EXERCISE INSTRUCTIONS: Lay out the stretch of the entries from the line containing "green lattice pylon?" through the last line as a Markdown table with columns headed Row and Text, giving each non-blank line a numbered row. Leave the pictures out of the answer.

>> start DATA ENTRIES

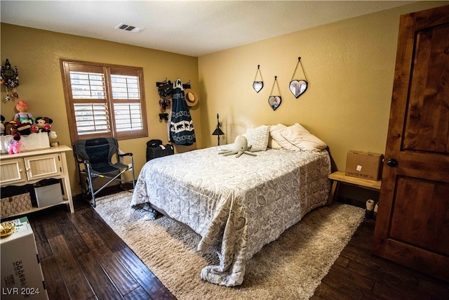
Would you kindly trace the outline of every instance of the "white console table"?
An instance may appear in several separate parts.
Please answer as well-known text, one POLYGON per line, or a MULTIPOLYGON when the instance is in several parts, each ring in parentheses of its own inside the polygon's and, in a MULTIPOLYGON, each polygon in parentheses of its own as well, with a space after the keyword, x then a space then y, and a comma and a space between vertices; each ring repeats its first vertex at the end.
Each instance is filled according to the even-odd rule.
POLYGON ((35 183, 41 179, 50 178, 62 180, 65 195, 62 202, 44 207, 33 207, 29 211, 16 215, 44 209, 61 203, 68 204, 70 212, 74 212, 69 169, 65 155, 65 152, 68 151, 72 151, 72 148, 66 145, 60 145, 43 150, 0 155, 1 187, 35 183))

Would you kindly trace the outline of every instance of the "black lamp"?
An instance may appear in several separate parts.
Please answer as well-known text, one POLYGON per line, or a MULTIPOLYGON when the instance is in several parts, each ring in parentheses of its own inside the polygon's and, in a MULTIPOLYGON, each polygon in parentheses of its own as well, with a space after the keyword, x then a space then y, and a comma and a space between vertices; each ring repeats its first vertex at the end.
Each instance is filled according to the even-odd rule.
POLYGON ((218 138, 218 145, 220 145, 220 136, 222 136, 224 133, 220 129, 220 121, 218 121, 218 114, 217 114, 217 128, 212 133, 213 136, 217 136, 218 138))

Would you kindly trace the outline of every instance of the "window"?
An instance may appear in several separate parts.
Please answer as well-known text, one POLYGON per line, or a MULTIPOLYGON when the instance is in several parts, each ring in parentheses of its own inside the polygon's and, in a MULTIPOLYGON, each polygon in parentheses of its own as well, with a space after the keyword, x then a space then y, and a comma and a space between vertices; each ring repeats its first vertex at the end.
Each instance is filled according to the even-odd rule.
POLYGON ((72 142, 147 137, 143 69, 61 60, 72 142))

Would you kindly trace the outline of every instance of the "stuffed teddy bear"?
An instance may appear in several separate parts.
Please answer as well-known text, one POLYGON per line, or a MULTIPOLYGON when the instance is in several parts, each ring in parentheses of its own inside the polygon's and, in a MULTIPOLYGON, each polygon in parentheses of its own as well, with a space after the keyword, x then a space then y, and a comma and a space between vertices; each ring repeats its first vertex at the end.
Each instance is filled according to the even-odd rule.
POLYGON ((13 137, 13 141, 8 146, 8 154, 17 154, 20 153, 20 145, 22 142, 20 141, 20 135, 15 133, 13 137))
POLYGON ((255 154, 248 151, 248 140, 244 136, 237 136, 236 140, 234 142, 234 145, 232 150, 221 150, 218 154, 222 154, 224 156, 232 155, 236 154, 236 157, 240 157, 240 156, 246 153, 248 155, 257 156, 255 154))
POLYGON ((34 121, 36 123, 31 126, 31 132, 36 133, 39 132, 47 132, 50 138, 56 138, 56 133, 51 130, 51 125, 53 120, 48 117, 38 117, 34 121))

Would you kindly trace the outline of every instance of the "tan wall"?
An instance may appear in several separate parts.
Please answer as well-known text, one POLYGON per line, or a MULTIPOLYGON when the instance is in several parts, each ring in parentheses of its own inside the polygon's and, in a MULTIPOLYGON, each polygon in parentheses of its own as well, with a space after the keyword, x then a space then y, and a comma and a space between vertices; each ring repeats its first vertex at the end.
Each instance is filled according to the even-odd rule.
MULTIPOLYGON (((399 16, 447 4, 417 3, 200 57, 203 145, 216 145, 210 133, 219 113, 223 143, 251 126, 299 122, 326 142, 338 170, 348 150, 384 153, 399 16), (309 85, 297 99, 288 84, 300 56, 309 85), (274 76, 282 97, 276 111, 268 105, 274 76)), ((294 79, 304 79, 300 67, 294 79)))
MULTIPOLYGON (((190 80, 192 88, 199 89, 197 58, 4 23, 1 23, 1 56, 2 64, 8 58, 12 65, 17 65, 20 77, 18 93, 20 98, 28 103, 29 112, 34 117, 52 118, 52 129, 58 134, 55 141, 68 145, 71 142, 60 58, 142 67, 149 136, 119 142, 122 150, 134 154, 136 176, 146 160, 147 141, 159 138, 167 143, 168 140, 166 123, 159 121, 161 110, 156 82, 166 78, 172 81, 180 78, 185 83, 190 80)), ((1 115, 6 120, 13 119, 18 101, 7 101, 5 96, 2 86, 1 115)), ((199 105, 191 110, 199 141, 200 111, 199 105)), ((177 146, 176 151, 185 152, 199 145, 177 146)), ((67 157, 72 188, 76 195, 80 190, 74 159, 72 153, 68 153, 67 157)))

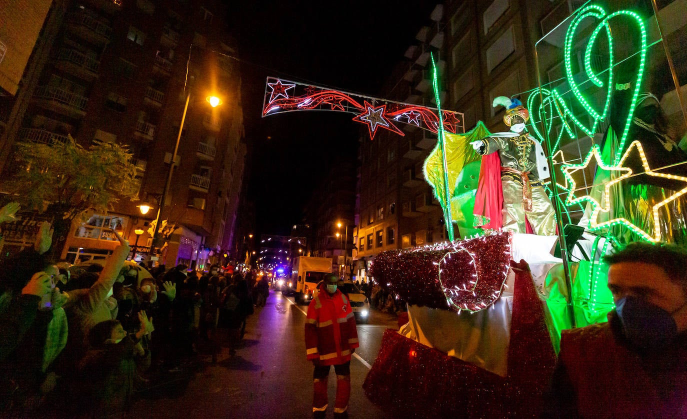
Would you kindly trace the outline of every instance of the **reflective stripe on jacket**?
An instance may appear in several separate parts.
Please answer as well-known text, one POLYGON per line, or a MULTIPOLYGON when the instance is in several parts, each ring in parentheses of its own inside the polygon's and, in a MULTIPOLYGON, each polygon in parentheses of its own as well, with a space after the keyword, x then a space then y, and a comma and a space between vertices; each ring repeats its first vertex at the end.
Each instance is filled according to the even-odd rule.
POLYGON ((351 350, 359 346, 358 331, 348 298, 339 290, 333 295, 323 290, 310 302, 305 346, 308 359, 321 365, 350 361, 351 350))

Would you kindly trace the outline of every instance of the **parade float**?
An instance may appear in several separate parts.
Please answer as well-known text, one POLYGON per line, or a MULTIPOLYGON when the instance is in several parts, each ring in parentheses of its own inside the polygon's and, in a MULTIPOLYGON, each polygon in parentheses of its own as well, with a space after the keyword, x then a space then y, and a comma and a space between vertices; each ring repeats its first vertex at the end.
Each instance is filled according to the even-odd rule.
POLYGON ((602 256, 637 240, 686 242, 687 115, 682 100, 675 117, 662 108, 681 99, 679 80, 655 3, 585 3, 537 43, 539 85, 494 101, 502 133, 482 122, 464 132, 460 114, 441 109, 436 67, 437 109, 268 80, 263 115, 326 109, 356 114, 371 138, 403 135, 401 124, 437 134, 425 179, 450 240, 383 252, 372 267, 408 305, 363 385, 386 410, 538 415, 561 331, 605 321, 614 307, 602 256), (553 52, 562 76, 545 80, 540 59, 553 52))

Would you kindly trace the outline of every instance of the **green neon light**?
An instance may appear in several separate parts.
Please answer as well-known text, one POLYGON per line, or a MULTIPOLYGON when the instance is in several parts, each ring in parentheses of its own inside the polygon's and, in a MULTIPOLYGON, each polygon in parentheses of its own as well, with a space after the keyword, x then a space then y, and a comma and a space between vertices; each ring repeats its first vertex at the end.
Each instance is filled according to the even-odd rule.
POLYGON ((439 126, 437 127, 437 133, 439 136, 439 144, 441 147, 442 164, 444 168, 444 196, 446 199, 444 201, 446 205, 444 208, 444 220, 446 221, 446 230, 449 234, 449 240, 453 241, 453 220, 451 214, 451 194, 449 185, 449 168, 446 161, 446 145, 444 141, 444 116, 441 112, 441 100, 439 99, 439 71, 436 68, 436 63, 434 63, 434 54, 430 54, 432 65, 432 88, 434 89, 434 99, 436 100, 437 115, 439 115, 439 126))
MULTIPOLYGON (((563 122, 563 126, 565 127, 565 131, 571 135, 572 138, 575 138, 572 136, 572 132, 569 129, 565 122, 566 117, 570 119, 570 120, 577 126, 582 131, 589 137, 594 136, 596 133, 596 130, 598 128, 599 124, 603 121, 608 115, 609 109, 610 107, 611 99, 612 98, 612 94, 613 89, 615 88, 613 85, 613 69, 616 65, 615 58, 613 54, 613 36, 611 33, 611 28, 609 24, 609 21, 616 16, 624 16, 633 19, 635 23, 637 24, 638 28, 640 34, 640 50, 636 54, 639 54, 640 64, 636 74, 636 82, 635 82, 634 91, 633 91, 632 99, 630 101, 630 105, 628 108, 627 117, 625 120, 624 128, 623 129, 622 133, 618 141, 618 148, 616 151, 615 156, 613 158, 613 165, 617 165, 620 161, 622 155, 622 150, 624 147, 625 142, 627 139, 627 133, 629 130, 630 124, 632 122, 632 118, 634 115, 635 108, 637 105, 637 98, 639 95, 640 89, 642 84, 642 80, 644 76, 644 67, 646 65, 646 28, 642 19, 642 17, 635 12, 630 10, 618 10, 617 12, 611 13, 606 16, 606 12, 603 8, 598 5, 587 5, 583 9, 581 9, 573 19, 571 22, 570 26, 568 27, 567 32, 565 34, 565 41, 564 46, 564 64, 565 67, 565 75, 567 78, 568 82, 570 85, 570 90, 572 92, 576 100, 580 103, 581 105, 584 108, 585 111, 587 115, 592 117, 593 122, 591 127, 588 126, 587 124, 583 122, 580 119, 578 119, 570 110, 565 101, 563 100, 561 95, 554 89, 552 90, 548 90, 545 89, 541 89, 541 95, 543 98, 542 103, 539 105, 539 109, 537 111, 532 113, 533 117, 531 120, 530 126, 532 126, 534 133, 539 137, 539 139, 543 140, 543 134, 549 134, 550 133, 551 125, 548 124, 548 122, 550 122, 555 117, 554 113, 558 114, 558 116, 561 118, 563 122), (605 17, 604 17, 605 16, 605 17), (572 69, 572 58, 574 56, 574 48, 575 46, 575 42, 574 41, 574 35, 577 31, 578 27, 580 26, 582 21, 587 19, 592 18, 600 20, 600 22, 597 25, 597 26, 592 32, 589 39, 587 40, 587 45, 585 48, 585 60, 584 60, 584 71, 587 77, 587 80, 585 82, 590 82, 597 87, 606 87, 606 98, 603 106, 603 109, 599 111, 594 109, 589 102, 587 100, 587 98, 582 93, 579 85, 575 82, 573 76, 573 69, 572 69), (592 52, 594 48, 594 44, 596 43, 596 39, 598 34, 602 30, 605 30, 606 36, 608 38, 608 56, 609 63, 608 67, 606 69, 599 71, 598 73, 594 71, 594 69, 592 66, 592 52), (607 73, 605 80, 602 80, 600 76, 604 73, 607 73), (546 108, 548 106, 549 111, 546 111, 546 108), (543 115, 542 115, 543 114, 543 115), (548 116, 547 116, 548 115, 548 116), (535 120, 539 118, 539 121, 543 123, 545 128, 544 133, 541 133, 537 128, 537 124, 539 121, 535 120), (548 126, 548 128, 547 128, 548 126)), ((530 95, 528 100, 528 107, 532 106, 533 104, 534 97, 540 95, 540 91, 535 90, 530 95)), ((532 109, 533 110, 533 109, 532 109)), ((561 131, 562 134, 563 131, 561 131)), ((556 151, 559 144, 560 143, 561 138, 561 135, 559 135, 559 137, 556 141, 556 146, 551 150, 552 152, 556 151)))

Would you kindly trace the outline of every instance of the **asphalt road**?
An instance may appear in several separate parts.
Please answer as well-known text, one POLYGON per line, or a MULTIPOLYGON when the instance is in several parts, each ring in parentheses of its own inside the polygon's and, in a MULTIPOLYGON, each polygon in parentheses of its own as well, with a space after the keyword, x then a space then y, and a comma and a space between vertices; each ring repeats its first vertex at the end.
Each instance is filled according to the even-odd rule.
MULTIPOLYGON (((140 394, 133 409, 139 418, 309 418, 313 366, 306 359, 306 306, 297 306, 271 290, 264 307, 249 317, 244 346, 229 356, 227 348, 216 363, 211 357, 177 375, 161 377, 140 394)), ((372 310, 360 324, 360 348, 351 361, 350 418, 389 418, 363 394, 362 385, 387 328, 397 328, 395 316, 372 310)), ((329 409, 333 416, 335 375, 329 379, 329 409)))

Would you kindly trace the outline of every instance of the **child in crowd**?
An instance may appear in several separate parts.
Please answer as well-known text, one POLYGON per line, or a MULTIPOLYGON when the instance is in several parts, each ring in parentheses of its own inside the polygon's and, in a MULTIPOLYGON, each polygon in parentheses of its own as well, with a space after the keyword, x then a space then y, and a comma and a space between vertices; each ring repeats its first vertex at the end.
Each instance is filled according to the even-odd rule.
POLYGON ((142 356, 138 345, 153 331, 153 319, 138 313, 140 328, 127 335, 118 320, 106 320, 89 332, 91 348, 80 364, 84 393, 90 400, 87 417, 118 417, 131 405, 137 381, 135 356, 142 356))

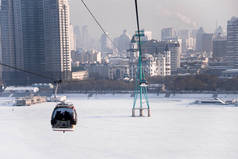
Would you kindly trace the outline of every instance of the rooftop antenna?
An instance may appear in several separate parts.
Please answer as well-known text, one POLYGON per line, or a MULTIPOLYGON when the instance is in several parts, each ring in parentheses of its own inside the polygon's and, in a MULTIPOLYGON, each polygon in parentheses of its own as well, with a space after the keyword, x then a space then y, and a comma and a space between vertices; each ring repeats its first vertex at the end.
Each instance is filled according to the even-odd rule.
POLYGON ((143 32, 140 31, 140 24, 139 24, 139 14, 138 14, 138 5, 137 0, 135 0, 135 9, 136 9, 136 20, 137 20, 137 36, 138 36, 138 48, 139 48, 139 59, 137 65, 137 73, 136 73, 136 86, 135 86, 135 93, 134 93, 134 104, 132 108, 132 117, 136 117, 136 110, 139 110, 139 116, 143 116, 143 111, 147 110, 148 117, 151 116, 150 114, 150 105, 147 96, 147 87, 148 83, 145 79, 145 73, 142 67, 142 51, 141 51, 141 36, 143 32), (139 106, 136 105, 138 95, 140 96, 140 104, 139 106))

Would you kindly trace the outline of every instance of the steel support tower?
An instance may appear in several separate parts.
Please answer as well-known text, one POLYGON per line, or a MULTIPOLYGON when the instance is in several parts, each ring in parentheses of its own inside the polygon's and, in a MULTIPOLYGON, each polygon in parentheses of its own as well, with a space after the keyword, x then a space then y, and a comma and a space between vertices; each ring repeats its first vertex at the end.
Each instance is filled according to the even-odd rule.
POLYGON ((137 65, 136 72, 136 80, 135 80, 135 92, 134 92, 134 103, 132 108, 132 117, 136 117, 136 110, 139 110, 139 116, 143 116, 143 111, 147 110, 148 117, 151 116, 150 113, 150 105, 147 95, 148 84, 145 79, 145 72, 143 69, 143 61, 142 61, 142 49, 141 49, 141 31, 139 24, 139 14, 138 14, 138 5, 137 0, 135 0, 135 9, 136 9, 136 20, 137 20, 137 36, 138 36, 138 50, 139 50, 139 59, 137 65), (139 96, 139 105, 137 105, 137 99, 139 96))

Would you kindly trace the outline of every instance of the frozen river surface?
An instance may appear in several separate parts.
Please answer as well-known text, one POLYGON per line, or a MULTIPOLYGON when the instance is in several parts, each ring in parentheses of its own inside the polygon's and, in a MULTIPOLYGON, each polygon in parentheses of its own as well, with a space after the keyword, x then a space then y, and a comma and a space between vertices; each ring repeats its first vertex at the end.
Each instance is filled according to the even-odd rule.
POLYGON ((2 159, 238 159, 238 107, 150 98, 151 118, 132 118, 129 95, 68 95, 74 132, 53 132, 55 103, 0 107, 2 159))

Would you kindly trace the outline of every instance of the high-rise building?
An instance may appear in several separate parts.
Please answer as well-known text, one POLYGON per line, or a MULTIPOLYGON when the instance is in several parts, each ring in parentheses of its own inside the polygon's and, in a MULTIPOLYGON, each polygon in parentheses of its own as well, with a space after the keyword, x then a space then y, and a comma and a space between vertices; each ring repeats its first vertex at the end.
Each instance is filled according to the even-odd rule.
POLYGON ((176 33, 173 28, 164 28, 161 30, 161 40, 174 40, 176 38, 176 33))
POLYGON ((202 36, 204 34, 203 28, 199 28, 196 34, 196 50, 197 51, 202 51, 202 36))
POLYGON ((225 61, 231 66, 238 64, 238 17, 227 22, 227 50, 225 61))
MULTIPOLYGON (((68 0, 1 2, 3 63, 55 80, 70 78, 68 0)), ((49 81, 6 67, 3 80, 7 85, 49 81)))
POLYGON ((224 57, 226 55, 226 45, 227 45, 226 38, 215 38, 213 40, 213 56, 212 57, 214 58, 224 57))
POLYGON ((76 50, 79 50, 80 48, 82 48, 82 41, 80 27, 78 25, 74 27, 74 37, 76 43, 76 50))
POLYGON ((224 30, 221 26, 219 26, 213 37, 213 58, 221 58, 226 55, 226 45, 227 45, 227 37, 224 34, 224 30))
POLYGON ((76 41, 75 41, 75 37, 74 37, 73 25, 70 25, 69 30, 70 30, 70 50, 76 51, 76 41))
POLYGON ((68 0, 44 0, 46 72, 71 78, 70 8, 68 0))
POLYGON ((102 51, 103 57, 113 53, 113 45, 112 45, 112 42, 108 39, 107 35, 102 34, 100 43, 101 43, 101 51, 102 51))
POLYGON ((114 39, 114 43, 119 52, 126 52, 129 49, 130 41, 131 38, 126 30, 123 31, 123 34, 120 37, 114 39))
POLYGON ((202 50, 203 52, 212 52, 212 39, 213 34, 211 33, 203 33, 202 34, 202 50))

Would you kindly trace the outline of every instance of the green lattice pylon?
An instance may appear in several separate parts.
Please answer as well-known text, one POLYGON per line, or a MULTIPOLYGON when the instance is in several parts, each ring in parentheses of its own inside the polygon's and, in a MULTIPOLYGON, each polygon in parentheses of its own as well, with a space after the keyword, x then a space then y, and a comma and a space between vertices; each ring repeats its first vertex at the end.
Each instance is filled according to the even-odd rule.
MULTIPOLYGON (((138 34, 140 37, 141 35, 138 34)), ((141 52, 141 43, 140 40, 138 42, 139 46, 139 59, 138 59, 138 65, 137 65, 137 72, 136 72, 136 78, 135 78, 135 92, 134 92, 134 103, 132 108, 132 116, 135 117, 136 110, 139 110, 139 116, 143 116, 143 111, 147 110, 148 117, 151 116, 150 114, 150 105, 147 95, 147 88, 148 84, 145 79, 145 72, 143 69, 143 63, 142 63, 142 52, 141 52), (139 106, 137 106, 137 100, 139 95, 139 106)))

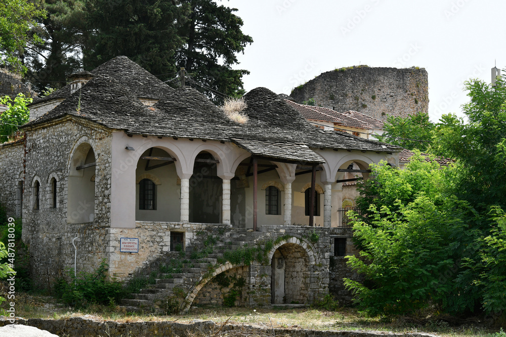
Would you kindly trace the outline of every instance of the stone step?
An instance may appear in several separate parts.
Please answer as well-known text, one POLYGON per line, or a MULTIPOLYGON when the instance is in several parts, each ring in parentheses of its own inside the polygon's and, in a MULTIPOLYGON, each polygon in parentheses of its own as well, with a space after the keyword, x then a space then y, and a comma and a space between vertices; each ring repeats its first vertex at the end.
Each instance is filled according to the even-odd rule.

>> end DATA ENTRIES

TASK RESULT:
| Row | Text |
|---|---|
| 1 | Would you kindly trace the outline of every instance of the green lattice pylon? |
| 2 | An instance may appear in several separate parts. |
| 3 | Please answer as well-known text, one POLYGON per line, or a MULTIPOLYGON when the instance is in several parts, each ring in parentheses of its own inside the polygon's and, in a MULTIPOLYGON, each polygon in parentheses of its own as well, with a space after the keyword, x then a space then y, and a comma and a space between vertices; each ring repeats its first vertex at the end. |
| 4 | Each instance is filled according to the even-odd rule. |
| 5 | MULTIPOLYGON (((138 34, 140 37, 141 35, 138 34)), ((141 52, 141 43, 140 40, 138 42, 139 46, 139 59, 138 59, 138 65, 137 65, 137 72, 136 72, 136 78, 135 78, 135 92, 134 92, 134 103, 132 108, 132 116, 135 117, 136 110, 139 110, 139 116, 143 116, 143 111, 147 110, 148 117, 151 116, 150 114, 150 105, 147 95, 147 88, 148 84, 145 79, 145 72, 143 69, 143 63, 142 63, 142 52, 141 52), (139 106, 137 106, 137 100, 139 95, 139 106))) |
| 6 | Would you kindly trace the outline of every instance of the stone step? |
| 7 | An instance may appear in several separate parts. |
| 8 | Please answer as well-known text, one POLYGON per line, or a MULTIPOLYGON when the instance is in several parts, each ring in parentheses of its own inside the polygon's and, in a MULTIPOLYGON, each polygon in parentheses of its own as well, with a space after the keyword, x then a space then y, and a comma and a space between vertices; each ring repeats its first vertex at the end. |
| 9 | Each instance is filled according to the even-odd rule. |